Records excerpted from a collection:
——

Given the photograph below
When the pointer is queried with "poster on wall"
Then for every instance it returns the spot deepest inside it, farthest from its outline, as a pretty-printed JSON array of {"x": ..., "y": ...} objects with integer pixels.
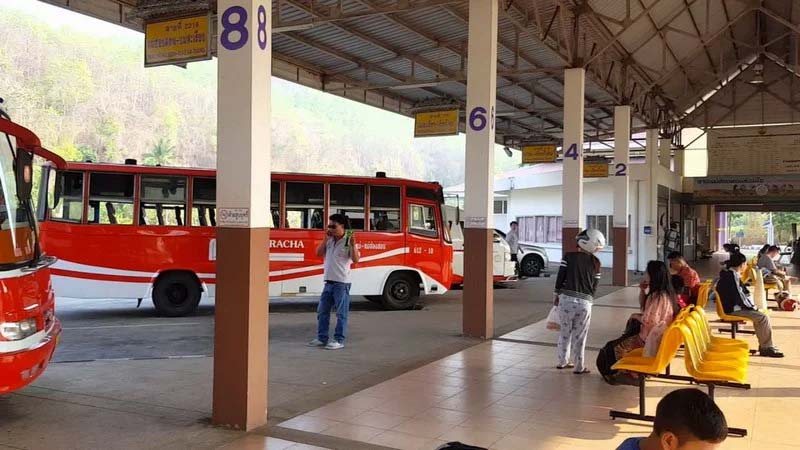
[
  {"x": 177, "y": 41},
  {"x": 748, "y": 189},
  {"x": 754, "y": 151}
]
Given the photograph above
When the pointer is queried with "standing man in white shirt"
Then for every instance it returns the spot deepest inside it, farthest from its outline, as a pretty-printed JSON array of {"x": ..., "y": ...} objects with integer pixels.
[
  {"x": 512, "y": 237},
  {"x": 338, "y": 251}
]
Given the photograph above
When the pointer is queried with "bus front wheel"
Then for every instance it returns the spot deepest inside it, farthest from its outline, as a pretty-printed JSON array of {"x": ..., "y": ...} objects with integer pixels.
[
  {"x": 400, "y": 292},
  {"x": 176, "y": 294}
]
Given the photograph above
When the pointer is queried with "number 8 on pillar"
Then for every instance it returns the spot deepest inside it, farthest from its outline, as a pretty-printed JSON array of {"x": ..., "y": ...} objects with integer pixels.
[{"x": 235, "y": 32}]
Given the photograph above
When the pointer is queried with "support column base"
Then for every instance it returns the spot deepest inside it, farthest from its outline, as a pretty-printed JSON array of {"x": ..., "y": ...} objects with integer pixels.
[
  {"x": 241, "y": 324},
  {"x": 619, "y": 274},
  {"x": 478, "y": 298}
]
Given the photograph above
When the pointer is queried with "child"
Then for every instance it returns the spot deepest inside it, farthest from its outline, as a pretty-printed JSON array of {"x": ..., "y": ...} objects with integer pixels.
[
  {"x": 576, "y": 284},
  {"x": 685, "y": 419}
]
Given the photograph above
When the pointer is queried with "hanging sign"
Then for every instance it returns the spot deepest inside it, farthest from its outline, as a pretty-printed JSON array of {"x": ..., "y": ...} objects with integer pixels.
[
  {"x": 595, "y": 169},
  {"x": 177, "y": 41},
  {"x": 436, "y": 123},
  {"x": 532, "y": 154}
]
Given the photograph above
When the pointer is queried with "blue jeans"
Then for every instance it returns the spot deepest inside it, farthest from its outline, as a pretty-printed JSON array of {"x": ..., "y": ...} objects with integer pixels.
[{"x": 334, "y": 295}]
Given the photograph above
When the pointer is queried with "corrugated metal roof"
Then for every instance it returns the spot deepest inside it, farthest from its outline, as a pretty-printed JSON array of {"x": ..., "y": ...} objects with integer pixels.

——

**ABOUT THIS TASK:** Your answer must be an exact copy of every entry, with no pictures in it.

**ANSWER TO THIS PROBLEM:**
Given the photograph below
When the pointer is queried with "poster on wall"
Then for every instance it returns the spot deepest inside it, farthest from its outline, as a pretty-printed JSON array of {"x": ..., "y": ...} objects with integer pixels.
[
  {"x": 177, "y": 41},
  {"x": 748, "y": 189},
  {"x": 754, "y": 151}
]
Given the photograph above
When the pointer is queried with "standing man in white shirt"
Then for every instance it returns the spot deepest inside it, farthest from its outline, as a pretty-printed JSON array of {"x": ..., "y": ...} objects with integer pixels.
[
  {"x": 512, "y": 237},
  {"x": 338, "y": 251}
]
Given the photograph above
When the pointer is queried with "bus front wheel"
Then for every instance it returns the spot deepest inside it, farthest from its outline, as a pretty-printed JSON array of {"x": ..., "y": ...} objects with integer pixels.
[
  {"x": 400, "y": 292},
  {"x": 176, "y": 294}
]
Given the photograph above
When the pointer is queried with "number 8 on pillar"
Then for every instance it returns the spot deepest inside it, farthest from its outline, as a pretty-printed JSON array of {"x": ..., "y": ...} objects with integer pixels.
[{"x": 235, "y": 32}]
Given the photograph above
When the pointer is queried with "support column base"
Then for every instance it returns the spot deepest inside it, farthest from its outline, as a pretty-printed JSON array of {"x": ..., "y": ...} objects with integer pixels.
[
  {"x": 241, "y": 324},
  {"x": 619, "y": 274},
  {"x": 478, "y": 298}
]
Given the photograph above
When the pointer is queried with "child"
Then for every instance it returns the spot deepest inside it, farthest from its outline, as a pretty-printed JSON array of {"x": ..., "y": ...} objects with integer pixels.
[
  {"x": 576, "y": 284},
  {"x": 685, "y": 419}
]
Given the photograph above
When the pointer is queried with "hanging sign"
Then for every instance it returns the spot deepest inside it, farthest from its outline, as a pretty-printed JSON array of {"x": ..., "y": ...} objects with integer pixels.
[
  {"x": 595, "y": 169},
  {"x": 177, "y": 41},
  {"x": 436, "y": 123},
  {"x": 532, "y": 154}
]
Given the photograph above
When the pointer is queried with "blue jeans"
Then for every instance it returns the spot deepest inside it, farthest from its outline, as a pretty-printed JSON array of {"x": ..., "y": ...} objects with integer pixels.
[{"x": 334, "y": 295}]
Given the photograph above
When the pointer is queried with "corrugated metal roof"
Then for every instance it returns the spot deepest inside it, farthest from its outline, as a pretty-printed JSON array of {"x": ..., "y": ...} objects with integer pixels.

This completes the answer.